═════ RECORDS PROVIDED ═════
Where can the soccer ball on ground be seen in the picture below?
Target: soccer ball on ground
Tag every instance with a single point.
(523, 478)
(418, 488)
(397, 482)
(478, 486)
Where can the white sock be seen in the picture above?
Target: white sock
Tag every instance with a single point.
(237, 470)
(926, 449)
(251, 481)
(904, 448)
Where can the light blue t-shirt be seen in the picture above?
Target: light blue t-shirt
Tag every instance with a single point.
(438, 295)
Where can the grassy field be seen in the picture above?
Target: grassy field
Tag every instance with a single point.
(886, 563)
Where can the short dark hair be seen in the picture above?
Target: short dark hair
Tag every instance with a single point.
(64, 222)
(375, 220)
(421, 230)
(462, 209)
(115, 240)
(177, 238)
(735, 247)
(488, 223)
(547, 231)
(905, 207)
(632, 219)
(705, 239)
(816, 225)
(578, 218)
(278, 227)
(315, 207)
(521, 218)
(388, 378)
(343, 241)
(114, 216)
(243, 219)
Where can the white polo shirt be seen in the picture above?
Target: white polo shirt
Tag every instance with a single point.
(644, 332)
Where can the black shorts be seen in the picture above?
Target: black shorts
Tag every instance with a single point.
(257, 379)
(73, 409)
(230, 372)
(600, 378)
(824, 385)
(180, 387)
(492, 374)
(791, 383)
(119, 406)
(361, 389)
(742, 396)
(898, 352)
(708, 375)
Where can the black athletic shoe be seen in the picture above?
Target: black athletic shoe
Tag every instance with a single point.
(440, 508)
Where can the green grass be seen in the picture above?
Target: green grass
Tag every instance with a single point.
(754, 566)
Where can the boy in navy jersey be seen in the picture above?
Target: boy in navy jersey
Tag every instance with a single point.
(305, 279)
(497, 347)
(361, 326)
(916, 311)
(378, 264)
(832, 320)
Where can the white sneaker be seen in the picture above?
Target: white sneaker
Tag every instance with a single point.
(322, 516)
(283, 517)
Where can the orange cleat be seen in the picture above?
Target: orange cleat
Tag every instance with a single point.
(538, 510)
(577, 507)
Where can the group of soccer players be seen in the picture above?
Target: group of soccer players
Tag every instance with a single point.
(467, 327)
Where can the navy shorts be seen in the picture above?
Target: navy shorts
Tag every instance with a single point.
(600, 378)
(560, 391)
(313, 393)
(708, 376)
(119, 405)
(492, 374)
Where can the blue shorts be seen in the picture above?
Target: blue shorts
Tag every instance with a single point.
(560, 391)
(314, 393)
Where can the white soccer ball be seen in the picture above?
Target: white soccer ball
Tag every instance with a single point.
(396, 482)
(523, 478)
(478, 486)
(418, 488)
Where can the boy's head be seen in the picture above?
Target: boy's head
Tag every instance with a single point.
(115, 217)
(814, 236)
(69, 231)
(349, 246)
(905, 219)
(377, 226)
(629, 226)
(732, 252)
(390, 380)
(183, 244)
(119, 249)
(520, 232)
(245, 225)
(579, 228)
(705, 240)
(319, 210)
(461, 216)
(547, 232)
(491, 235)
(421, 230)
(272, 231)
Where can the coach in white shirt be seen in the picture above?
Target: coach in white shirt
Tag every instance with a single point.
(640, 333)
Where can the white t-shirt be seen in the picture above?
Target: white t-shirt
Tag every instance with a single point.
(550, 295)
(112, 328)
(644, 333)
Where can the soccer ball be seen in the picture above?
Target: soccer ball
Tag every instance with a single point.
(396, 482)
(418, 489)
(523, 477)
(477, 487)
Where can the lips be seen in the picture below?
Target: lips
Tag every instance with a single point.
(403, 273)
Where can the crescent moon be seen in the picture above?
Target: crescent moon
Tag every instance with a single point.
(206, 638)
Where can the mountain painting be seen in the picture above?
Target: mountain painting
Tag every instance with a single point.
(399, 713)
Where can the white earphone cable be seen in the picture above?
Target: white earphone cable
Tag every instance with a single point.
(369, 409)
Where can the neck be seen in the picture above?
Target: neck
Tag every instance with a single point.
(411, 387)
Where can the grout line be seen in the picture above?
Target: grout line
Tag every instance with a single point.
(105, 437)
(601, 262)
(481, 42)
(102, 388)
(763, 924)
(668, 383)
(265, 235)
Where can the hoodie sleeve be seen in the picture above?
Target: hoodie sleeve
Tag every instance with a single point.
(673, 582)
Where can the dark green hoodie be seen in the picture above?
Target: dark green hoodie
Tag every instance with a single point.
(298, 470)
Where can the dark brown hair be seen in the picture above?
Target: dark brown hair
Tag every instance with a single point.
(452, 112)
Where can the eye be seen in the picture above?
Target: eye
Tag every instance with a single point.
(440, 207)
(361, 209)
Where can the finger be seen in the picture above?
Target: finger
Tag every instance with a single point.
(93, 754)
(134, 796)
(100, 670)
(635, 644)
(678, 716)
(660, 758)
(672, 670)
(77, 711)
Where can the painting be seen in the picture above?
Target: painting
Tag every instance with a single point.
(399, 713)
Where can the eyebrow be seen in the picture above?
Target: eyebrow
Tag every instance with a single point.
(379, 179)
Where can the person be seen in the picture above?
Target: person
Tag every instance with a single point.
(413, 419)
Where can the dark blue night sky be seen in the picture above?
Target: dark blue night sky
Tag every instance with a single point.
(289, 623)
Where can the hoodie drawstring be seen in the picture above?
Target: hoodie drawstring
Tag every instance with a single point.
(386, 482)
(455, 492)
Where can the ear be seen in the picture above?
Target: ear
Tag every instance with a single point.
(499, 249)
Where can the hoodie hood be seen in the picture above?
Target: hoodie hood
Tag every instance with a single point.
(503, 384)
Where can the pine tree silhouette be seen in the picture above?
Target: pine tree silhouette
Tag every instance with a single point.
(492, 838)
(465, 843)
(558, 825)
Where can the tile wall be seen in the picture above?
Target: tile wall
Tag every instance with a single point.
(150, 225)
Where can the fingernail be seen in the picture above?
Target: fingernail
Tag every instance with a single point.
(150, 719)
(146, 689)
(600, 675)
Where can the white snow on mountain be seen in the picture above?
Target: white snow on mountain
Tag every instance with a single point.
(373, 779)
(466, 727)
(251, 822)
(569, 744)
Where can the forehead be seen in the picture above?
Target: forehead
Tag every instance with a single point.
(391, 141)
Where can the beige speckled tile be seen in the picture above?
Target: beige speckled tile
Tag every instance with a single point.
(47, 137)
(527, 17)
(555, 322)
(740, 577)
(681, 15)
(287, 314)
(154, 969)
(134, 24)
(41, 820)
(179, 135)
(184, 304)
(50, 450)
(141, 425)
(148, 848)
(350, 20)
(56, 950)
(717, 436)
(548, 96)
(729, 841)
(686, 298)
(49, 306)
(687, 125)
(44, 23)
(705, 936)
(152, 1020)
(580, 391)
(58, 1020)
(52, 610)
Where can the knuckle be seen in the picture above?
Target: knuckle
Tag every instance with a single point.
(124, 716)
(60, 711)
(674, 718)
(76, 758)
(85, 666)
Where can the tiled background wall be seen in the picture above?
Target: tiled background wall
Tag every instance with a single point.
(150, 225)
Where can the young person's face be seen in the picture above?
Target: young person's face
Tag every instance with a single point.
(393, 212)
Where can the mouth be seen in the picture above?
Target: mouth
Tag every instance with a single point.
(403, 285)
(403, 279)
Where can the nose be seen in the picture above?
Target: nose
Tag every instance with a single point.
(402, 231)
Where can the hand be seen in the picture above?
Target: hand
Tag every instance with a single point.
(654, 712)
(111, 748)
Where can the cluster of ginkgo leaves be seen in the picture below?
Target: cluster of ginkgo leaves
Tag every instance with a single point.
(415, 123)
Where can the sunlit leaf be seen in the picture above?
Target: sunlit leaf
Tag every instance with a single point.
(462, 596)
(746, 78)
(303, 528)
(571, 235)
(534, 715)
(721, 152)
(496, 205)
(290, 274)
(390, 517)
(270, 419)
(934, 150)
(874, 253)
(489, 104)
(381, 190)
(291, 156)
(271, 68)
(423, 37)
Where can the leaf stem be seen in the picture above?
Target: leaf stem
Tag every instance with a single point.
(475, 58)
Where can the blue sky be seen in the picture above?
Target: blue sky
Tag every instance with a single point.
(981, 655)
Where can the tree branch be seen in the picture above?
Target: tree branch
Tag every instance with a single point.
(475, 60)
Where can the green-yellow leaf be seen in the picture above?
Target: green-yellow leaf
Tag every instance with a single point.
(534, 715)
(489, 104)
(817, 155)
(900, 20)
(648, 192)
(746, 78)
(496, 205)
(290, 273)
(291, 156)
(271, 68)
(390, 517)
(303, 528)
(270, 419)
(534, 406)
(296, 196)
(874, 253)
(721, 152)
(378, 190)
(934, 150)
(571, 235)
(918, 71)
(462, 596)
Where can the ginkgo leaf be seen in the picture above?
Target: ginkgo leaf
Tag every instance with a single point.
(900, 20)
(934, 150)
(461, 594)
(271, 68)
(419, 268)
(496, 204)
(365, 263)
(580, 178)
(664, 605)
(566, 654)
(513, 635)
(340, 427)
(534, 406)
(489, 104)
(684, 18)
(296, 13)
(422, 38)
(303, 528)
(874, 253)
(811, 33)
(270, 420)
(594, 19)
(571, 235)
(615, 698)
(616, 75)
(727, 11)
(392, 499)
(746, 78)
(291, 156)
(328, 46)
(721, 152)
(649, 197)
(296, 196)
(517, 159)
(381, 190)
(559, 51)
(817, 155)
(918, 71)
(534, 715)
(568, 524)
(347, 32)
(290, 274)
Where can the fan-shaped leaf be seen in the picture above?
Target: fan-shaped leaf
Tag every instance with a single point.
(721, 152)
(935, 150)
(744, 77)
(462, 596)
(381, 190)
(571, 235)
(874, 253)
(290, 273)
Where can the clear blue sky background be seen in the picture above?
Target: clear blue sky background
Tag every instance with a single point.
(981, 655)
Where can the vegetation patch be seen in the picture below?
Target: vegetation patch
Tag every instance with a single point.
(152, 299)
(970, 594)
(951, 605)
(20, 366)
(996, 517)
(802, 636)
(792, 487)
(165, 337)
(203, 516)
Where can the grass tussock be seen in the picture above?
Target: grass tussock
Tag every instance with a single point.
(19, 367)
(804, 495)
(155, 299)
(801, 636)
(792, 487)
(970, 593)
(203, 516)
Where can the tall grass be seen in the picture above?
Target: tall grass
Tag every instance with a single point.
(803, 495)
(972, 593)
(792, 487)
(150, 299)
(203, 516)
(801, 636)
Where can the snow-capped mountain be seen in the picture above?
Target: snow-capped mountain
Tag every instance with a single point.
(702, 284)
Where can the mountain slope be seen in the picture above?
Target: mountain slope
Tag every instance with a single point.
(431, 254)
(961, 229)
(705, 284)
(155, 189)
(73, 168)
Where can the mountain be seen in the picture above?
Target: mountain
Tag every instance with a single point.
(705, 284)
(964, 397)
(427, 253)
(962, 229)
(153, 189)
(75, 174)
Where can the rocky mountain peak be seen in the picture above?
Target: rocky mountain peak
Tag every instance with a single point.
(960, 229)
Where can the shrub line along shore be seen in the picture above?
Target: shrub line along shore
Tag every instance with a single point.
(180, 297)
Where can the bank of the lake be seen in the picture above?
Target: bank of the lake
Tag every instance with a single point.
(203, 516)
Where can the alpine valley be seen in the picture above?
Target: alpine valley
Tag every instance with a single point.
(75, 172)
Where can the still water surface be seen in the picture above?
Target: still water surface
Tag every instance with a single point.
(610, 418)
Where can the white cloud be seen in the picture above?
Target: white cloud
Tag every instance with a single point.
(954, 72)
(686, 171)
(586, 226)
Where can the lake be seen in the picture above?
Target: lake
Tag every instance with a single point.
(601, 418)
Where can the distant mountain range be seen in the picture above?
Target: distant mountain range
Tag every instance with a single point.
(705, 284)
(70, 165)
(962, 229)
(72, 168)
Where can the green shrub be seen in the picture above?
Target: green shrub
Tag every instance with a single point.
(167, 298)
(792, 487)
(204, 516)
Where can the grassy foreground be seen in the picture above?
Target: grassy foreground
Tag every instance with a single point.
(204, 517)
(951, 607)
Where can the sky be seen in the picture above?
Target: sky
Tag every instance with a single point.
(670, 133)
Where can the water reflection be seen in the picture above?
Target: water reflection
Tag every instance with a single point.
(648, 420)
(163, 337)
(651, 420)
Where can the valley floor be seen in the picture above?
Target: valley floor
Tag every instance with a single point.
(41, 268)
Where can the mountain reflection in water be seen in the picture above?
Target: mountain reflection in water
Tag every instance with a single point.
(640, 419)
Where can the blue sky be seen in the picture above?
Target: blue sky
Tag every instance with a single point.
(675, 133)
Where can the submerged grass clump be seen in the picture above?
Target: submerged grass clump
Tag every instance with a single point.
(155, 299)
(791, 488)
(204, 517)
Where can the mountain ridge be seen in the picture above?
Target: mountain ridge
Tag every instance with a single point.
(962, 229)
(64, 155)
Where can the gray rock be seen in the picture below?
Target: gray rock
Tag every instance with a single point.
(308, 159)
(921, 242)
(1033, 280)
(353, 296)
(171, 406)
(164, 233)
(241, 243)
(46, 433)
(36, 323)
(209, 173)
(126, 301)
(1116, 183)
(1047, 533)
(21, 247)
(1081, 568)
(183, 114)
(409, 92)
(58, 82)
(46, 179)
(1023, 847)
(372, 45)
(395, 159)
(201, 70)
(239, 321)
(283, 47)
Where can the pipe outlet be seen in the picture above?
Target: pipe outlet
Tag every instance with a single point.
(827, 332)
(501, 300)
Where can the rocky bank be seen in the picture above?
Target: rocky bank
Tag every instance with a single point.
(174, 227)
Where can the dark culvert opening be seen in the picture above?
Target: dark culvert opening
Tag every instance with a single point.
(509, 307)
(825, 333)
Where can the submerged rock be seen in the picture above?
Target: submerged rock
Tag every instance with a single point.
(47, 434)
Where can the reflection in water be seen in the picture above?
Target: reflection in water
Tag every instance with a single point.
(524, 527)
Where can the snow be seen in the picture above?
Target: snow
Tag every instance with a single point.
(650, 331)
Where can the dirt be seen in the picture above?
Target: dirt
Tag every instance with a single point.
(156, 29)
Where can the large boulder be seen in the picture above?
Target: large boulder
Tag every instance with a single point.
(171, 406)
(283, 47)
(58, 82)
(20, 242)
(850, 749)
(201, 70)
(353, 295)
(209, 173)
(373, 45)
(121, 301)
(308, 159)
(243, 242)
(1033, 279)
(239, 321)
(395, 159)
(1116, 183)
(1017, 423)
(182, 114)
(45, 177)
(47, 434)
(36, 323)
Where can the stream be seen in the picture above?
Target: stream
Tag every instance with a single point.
═════
PROBLEM TO WORK ON: Print only the lines from the one with "Where can the snow be" to the end of the records, both included.

COMPLETED EXERCISE:
Where can the snow be seen in the picture above?
Target: snow
Tag every instance with a single point.
(650, 331)
Where can the dirt be seen in the picture above?
Target: dirt
Tag every instance with a single point.
(156, 29)
Where can the large boulder be seen in the picture above?
Target: large boulder
Tag every instance with a single point.
(171, 406)
(283, 47)
(58, 82)
(20, 242)
(850, 749)
(201, 70)
(353, 295)
(209, 173)
(373, 45)
(121, 301)
(308, 159)
(243, 242)
(1033, 279)
(239, 321)
(395, 159)
(1116, 183)
(1017, 423)
(182, 114)
(45, 177)
(47, 434)
(36, 323)
Where can the stream be seen in the picture above?
Target: stream
Tag every instance with a single point.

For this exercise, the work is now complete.